Assim nascera a Venerável Ordem Terceira Nossa Senhora às Portas do Carmo – Irmandade dos Homens Pretos de Salvador. O franciscano Frei Jaboatão demonstrara o interesse dos “pretos” nas Irmandades, sendo as mais requeridas as de Nossa Senhora do Rosário e São Benedito, “o santo preto de Palermo” informa Renato da Silveira. Frei Agostinho de Santa Maria notificou a existência de 27 imagens de devoção pública e a existência de doze irmandades de “homens pretos”, forros e cativos. Para Antonia Quintão, São Benedito fora o santo preto de maior prestígio, junto a outros “pretos”, como Santa Efigênia, Santo Elesbão, Santo Rei Baltazar e Santo Antonio de Categeró.

As irmandades eram espaços étnicos, associativos, “previdenciários”, local de construção e manutenção de uma identidade “negro-preta”. Eram instaladas em templos seculares ou conventuais, abrigando confrarias, como os altares laterais da Conceição da Praia, que entre outras, resguardava a Irmandade de Nossa Senhora do Rosário “dos Brancos”, a de São Benedito e Nossa Senhora do Rosário, “dos Pretos”.

Os compromissos definiam a especificidade dessas agremiações, de vínculos corporativos, profissionais, de gênero ou origem, lembra Maria Helena Flexor. Algumas requeriam “pureza de sangue”, ou seja, não admitindo judeu, mouro, índio, negro ou qualquer outra “raça infecta”. Informa Silveira que a Ordem Terceira de São Francisco e Irmandade dos Santos Passos de Cristo, instalada no Convento do Carmo, exigia esta “pureza”. A devoção de Nossa Senhora do Rosário, prestigiada junto aos pretos, cativos e forros, concentrada na antiga Catedral da Sé, remonta ao século XVII. Segundo Frei Agostinho, era “bem mais antiga do que a Senhora do Amparo dos Pardos livres”. A do Rosário dos Pretos tinha o seu compromisso datado de 1685 e entre os anos de 1703 a 1704 iniciara a construção da sua Capela às Portas do Carmo. Outras Irmandades de pretos foram criadas, destacando a de Santo Antonio do Categeró e a de São Benedito da Paria.

Definidas como associações de caráter religiosas leigas, estas confrarias, incentivadas pela Igreja, eram espelhadas em devoções que nos remetem a Portugal, extrapolavam o universo religioso, destacando os seus aspectos recreativo, social, de prestígio e valores da africanidade, ajuda aos enfermos e carentes, funerais, alforria e contra os maus-tratos aos escravos.

________________

Por favor, transcreva do texto sobre as irmandades de homens pretos tudo desde "Assim nascera a" até "Antonio de Categeró.", substituindo "doze" por "12".

________________

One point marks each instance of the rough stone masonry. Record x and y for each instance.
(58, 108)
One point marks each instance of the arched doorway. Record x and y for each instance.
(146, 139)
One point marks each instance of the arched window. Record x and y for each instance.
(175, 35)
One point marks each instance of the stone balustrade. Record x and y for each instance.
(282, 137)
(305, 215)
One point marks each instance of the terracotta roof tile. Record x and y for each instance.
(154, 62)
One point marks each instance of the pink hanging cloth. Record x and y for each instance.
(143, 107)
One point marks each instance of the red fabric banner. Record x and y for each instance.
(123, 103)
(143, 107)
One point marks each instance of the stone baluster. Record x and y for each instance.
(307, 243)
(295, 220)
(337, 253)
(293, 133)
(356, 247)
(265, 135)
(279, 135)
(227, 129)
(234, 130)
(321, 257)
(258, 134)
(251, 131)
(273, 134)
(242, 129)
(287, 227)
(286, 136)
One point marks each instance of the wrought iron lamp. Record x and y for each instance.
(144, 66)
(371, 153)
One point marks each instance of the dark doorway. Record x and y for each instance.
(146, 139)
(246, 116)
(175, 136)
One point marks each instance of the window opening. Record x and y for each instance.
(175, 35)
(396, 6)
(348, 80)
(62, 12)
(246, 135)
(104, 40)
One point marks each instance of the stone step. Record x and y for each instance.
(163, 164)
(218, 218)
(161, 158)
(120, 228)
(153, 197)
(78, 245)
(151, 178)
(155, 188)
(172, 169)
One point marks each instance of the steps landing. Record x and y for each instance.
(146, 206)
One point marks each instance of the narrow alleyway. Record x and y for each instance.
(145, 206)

________________

Resposta >>
Assim nascera a Venerável Ordem Terceira Nossa Senhora às Portas do Carmo – Irmandade dos Homens Pretos de Salvador. O franciscano Frei Jaboatão demonstrara o interesse dos “pretos” nas Irmandades, sendo as mais requeridas as de Nossa Senhora do Rosário e São Benedito, “o santo preto de Palermo” informa Renato da Silveira. Frei Agostinho de Santa Maria notificou a existência de 27 imagens de devoção pública e a existência de 12 irmandades de “homens pretos”, forros e cativos. Para Antonia Quintão, São Benedito fora o santo preto de maior prestígio, junto a outros “pretos”, como Santa Efigênia, Santo Elesbão, Santo Rei Baltazar e Santo Antonio de Categeró.